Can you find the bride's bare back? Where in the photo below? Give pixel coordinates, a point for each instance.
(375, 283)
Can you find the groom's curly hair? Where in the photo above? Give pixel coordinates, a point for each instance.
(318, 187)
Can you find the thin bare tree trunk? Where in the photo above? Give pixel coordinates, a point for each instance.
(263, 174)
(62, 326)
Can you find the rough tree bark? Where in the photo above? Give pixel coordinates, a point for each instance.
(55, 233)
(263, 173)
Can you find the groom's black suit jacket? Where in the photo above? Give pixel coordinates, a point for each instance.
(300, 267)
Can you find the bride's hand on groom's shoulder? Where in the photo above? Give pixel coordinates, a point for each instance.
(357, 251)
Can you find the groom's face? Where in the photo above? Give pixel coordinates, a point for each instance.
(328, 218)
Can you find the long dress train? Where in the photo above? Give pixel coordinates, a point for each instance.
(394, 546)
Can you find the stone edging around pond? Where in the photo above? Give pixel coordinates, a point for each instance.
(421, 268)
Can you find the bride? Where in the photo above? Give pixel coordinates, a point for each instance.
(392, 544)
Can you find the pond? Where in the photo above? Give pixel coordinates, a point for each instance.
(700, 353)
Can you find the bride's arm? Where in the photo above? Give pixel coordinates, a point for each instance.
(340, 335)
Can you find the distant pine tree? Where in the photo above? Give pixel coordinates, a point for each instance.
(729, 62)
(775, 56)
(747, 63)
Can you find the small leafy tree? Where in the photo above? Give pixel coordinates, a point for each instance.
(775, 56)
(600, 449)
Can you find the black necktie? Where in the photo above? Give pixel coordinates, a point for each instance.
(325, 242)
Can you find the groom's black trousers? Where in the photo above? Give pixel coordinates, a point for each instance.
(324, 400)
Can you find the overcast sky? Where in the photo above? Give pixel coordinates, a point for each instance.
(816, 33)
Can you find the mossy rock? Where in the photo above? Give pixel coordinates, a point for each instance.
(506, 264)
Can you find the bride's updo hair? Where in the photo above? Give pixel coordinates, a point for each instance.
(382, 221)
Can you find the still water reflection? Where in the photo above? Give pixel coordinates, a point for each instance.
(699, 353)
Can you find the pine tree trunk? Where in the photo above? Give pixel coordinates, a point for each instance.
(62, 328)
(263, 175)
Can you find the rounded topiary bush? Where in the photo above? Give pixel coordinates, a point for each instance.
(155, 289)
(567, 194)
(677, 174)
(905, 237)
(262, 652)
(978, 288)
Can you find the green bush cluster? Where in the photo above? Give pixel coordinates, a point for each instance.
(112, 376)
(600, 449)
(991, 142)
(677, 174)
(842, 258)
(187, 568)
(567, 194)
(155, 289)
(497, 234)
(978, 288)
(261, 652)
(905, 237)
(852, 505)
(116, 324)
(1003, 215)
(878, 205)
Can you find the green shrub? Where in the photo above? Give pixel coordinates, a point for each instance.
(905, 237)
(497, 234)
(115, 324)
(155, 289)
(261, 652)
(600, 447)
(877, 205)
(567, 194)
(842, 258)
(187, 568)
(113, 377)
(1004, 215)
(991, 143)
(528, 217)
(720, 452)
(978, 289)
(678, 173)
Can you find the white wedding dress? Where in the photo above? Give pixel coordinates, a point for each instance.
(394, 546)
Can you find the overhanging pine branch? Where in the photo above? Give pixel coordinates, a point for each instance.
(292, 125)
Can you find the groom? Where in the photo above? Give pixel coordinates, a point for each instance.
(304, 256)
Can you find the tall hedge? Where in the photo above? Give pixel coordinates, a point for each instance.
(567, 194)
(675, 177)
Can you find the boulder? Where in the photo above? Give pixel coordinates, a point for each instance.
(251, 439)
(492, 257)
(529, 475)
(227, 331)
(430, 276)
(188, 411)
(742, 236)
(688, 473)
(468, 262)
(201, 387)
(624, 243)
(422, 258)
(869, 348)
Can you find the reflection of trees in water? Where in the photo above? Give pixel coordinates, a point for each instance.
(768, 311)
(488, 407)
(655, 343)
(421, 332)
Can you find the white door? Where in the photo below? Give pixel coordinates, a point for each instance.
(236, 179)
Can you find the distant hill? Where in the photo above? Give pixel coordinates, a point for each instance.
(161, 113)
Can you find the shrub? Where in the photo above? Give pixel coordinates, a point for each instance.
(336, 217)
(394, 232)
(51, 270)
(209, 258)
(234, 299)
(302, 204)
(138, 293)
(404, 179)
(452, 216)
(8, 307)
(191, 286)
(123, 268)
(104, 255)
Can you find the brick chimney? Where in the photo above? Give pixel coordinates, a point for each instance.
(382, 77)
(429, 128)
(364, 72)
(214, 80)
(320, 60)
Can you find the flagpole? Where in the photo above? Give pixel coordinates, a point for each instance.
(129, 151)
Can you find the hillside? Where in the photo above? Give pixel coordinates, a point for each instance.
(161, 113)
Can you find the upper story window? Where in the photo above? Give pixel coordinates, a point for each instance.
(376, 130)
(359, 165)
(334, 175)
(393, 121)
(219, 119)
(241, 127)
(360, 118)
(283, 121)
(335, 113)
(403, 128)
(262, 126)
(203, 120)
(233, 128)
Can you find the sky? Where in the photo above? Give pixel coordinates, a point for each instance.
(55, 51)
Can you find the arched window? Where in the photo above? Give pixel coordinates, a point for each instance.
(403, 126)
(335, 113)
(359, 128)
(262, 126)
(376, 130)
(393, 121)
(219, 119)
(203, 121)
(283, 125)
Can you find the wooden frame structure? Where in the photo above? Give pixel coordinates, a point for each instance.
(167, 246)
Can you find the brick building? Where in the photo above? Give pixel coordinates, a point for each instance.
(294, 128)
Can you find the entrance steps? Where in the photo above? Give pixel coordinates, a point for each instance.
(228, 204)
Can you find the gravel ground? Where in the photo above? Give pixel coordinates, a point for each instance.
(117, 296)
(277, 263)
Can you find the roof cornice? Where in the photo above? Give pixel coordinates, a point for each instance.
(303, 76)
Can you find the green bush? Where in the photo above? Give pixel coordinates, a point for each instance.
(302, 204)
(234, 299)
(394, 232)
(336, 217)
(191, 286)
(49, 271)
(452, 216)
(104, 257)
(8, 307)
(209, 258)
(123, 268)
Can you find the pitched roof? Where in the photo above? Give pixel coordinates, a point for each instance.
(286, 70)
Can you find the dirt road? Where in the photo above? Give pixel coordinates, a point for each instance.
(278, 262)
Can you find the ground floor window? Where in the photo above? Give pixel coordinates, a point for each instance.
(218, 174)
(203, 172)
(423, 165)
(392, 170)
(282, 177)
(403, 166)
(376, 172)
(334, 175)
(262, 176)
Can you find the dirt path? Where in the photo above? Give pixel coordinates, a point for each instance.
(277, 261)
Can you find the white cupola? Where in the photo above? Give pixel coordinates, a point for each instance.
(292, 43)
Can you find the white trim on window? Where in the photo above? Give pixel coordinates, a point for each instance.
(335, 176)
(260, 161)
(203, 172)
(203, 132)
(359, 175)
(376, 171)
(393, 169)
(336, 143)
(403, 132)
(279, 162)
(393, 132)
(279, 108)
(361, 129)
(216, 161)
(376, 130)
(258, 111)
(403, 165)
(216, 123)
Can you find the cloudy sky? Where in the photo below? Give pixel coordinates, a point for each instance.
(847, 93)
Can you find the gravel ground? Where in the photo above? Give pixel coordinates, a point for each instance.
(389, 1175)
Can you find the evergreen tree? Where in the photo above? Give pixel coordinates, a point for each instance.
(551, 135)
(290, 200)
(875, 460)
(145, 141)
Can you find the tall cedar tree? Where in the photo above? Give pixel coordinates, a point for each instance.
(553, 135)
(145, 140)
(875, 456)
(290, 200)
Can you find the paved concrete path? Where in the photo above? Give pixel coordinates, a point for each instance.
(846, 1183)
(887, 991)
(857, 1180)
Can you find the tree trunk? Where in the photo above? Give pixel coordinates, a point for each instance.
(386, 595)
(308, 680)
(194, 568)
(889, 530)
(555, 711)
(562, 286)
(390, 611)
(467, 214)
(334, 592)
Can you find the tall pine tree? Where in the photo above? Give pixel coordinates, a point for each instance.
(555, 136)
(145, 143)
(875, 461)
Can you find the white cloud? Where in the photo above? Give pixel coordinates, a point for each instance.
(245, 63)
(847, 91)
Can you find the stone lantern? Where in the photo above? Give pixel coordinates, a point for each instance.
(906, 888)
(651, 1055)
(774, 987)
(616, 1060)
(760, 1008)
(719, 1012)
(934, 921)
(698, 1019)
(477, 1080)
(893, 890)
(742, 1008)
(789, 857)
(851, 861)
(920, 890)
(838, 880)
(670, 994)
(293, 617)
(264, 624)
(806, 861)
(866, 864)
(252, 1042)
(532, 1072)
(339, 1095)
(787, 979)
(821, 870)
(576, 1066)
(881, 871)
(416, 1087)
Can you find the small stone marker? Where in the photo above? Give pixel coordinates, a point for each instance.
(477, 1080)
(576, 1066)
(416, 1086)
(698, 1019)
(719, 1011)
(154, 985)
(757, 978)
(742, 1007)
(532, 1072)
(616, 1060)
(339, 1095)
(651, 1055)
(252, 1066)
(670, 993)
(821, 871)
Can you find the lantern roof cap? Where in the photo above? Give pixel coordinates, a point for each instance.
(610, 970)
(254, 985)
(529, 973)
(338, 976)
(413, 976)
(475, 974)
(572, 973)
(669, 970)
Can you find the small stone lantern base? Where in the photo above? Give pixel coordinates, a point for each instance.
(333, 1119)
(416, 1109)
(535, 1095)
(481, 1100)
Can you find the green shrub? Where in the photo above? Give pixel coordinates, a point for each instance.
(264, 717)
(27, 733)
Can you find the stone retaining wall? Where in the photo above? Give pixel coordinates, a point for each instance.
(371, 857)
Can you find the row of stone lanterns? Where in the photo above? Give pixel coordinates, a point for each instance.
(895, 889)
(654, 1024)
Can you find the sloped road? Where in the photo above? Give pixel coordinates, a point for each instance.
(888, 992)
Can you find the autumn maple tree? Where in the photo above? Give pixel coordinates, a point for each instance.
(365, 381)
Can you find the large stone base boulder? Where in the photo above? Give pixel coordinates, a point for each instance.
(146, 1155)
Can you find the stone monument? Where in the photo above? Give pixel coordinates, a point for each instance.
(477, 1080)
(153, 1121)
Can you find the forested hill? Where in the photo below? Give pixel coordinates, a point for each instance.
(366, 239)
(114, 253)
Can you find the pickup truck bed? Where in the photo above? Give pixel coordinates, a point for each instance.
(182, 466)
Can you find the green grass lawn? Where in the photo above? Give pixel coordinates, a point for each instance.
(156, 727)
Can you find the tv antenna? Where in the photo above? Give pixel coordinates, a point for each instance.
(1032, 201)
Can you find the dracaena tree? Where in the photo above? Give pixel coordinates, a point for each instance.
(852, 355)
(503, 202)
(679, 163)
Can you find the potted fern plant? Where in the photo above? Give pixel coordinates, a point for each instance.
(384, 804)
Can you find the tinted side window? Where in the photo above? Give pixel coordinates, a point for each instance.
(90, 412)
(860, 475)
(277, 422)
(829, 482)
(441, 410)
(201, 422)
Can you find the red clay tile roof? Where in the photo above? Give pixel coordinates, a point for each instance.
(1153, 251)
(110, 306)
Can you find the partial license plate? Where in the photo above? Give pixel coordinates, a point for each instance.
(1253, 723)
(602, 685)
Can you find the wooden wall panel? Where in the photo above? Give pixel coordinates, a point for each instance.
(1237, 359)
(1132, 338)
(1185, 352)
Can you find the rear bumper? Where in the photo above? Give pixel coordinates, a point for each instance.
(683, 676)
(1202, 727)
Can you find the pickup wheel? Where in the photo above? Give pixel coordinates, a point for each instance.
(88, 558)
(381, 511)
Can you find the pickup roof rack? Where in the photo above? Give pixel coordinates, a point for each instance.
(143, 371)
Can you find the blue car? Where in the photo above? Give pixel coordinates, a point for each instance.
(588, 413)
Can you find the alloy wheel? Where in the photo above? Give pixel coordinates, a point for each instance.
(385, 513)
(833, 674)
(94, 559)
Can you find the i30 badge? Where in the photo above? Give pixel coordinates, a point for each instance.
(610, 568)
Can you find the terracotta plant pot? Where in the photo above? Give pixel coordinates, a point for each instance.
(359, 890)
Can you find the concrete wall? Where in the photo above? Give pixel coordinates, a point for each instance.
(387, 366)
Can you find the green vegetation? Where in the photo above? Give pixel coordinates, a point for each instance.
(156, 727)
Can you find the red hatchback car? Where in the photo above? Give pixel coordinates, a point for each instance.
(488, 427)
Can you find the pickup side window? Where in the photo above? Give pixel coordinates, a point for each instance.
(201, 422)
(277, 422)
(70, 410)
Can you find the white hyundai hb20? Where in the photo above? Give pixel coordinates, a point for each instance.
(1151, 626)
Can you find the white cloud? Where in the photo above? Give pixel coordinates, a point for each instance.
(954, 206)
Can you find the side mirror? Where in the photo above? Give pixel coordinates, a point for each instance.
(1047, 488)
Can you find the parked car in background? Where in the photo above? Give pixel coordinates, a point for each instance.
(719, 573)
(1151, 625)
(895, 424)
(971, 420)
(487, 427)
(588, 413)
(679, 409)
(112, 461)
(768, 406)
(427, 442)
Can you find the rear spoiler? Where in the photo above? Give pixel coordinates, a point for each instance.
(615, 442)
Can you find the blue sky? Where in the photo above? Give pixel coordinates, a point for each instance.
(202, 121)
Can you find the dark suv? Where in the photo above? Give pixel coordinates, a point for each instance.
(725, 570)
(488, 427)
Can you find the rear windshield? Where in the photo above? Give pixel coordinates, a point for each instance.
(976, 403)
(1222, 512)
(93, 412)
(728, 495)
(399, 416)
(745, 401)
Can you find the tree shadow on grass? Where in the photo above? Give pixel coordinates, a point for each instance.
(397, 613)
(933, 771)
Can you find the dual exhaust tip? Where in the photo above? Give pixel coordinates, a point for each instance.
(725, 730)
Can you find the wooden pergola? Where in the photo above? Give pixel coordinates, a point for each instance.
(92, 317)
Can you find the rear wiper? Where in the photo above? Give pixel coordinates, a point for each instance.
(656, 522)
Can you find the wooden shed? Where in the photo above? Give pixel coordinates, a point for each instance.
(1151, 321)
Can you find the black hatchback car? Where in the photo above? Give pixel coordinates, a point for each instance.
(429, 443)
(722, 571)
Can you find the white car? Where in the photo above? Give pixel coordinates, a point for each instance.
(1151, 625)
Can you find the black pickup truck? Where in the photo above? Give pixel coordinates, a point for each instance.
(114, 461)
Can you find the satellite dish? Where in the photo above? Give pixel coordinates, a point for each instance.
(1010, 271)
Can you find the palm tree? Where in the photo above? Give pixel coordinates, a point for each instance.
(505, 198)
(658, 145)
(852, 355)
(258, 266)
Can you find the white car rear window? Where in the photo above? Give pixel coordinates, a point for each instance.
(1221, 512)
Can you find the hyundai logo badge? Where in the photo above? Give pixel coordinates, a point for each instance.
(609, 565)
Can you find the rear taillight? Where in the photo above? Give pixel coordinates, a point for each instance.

[EXERCISE INSTRUCTIONS]:
Reproduce verbatim the lines of the items above, from the line containing "Can you find the pickup truck" through the line containing "(1202, 727)", with both of those lines included.

[RESULT FOR THIS TASK]:
Can you find the pickup truck bed? Where in the photo above? Give pixel coordinates, a point for each instance.
(182, 466)
Can you find the green grass lawn? Where in the photo above? Give pixel coordinates, a point for each instance.
(156, 727)
Can you find the tv antenna? Where in the photo above? Give pixel coordinates, a point for each instance.
(1032, 201)
Can you find the dracaena tree? Where in the photo above? Give pixel coordinates, a point for each instance.
(852, 355)
(503, 202)
(679, 163)
Can you find the potted fern plant? Where in the photo above? Give pixel coordinates, a point for each instance.
(384, 804)
Can you find the tinted side window? Where in the photo above? Give pixel coordinates, a point for each instance.
(90, 412)
(860, 475)
(277, 422)
(829, 482)
(441, 410)
(201, 422)
Can you find the red clay tile roof? Where in the photo above? Give pixel coordinates, a point for each instance.
(1153, 251)
(110, 306)
Can you find the partial license plate? Where in the photo above? Give pixel coordinates, a point for each instance.
(1253, 723)
(602, 685)
Can you find the wooden wall panel? Where in the photo above? Give pixel coordinates, a point for each instance.
(1237, 359)
(1132, 338)
(1185, 352)
Can you find the rear bumper? Where in the photo above? Give pixel coordinates, a point for each instance.
(683, 676)
(1202, 727)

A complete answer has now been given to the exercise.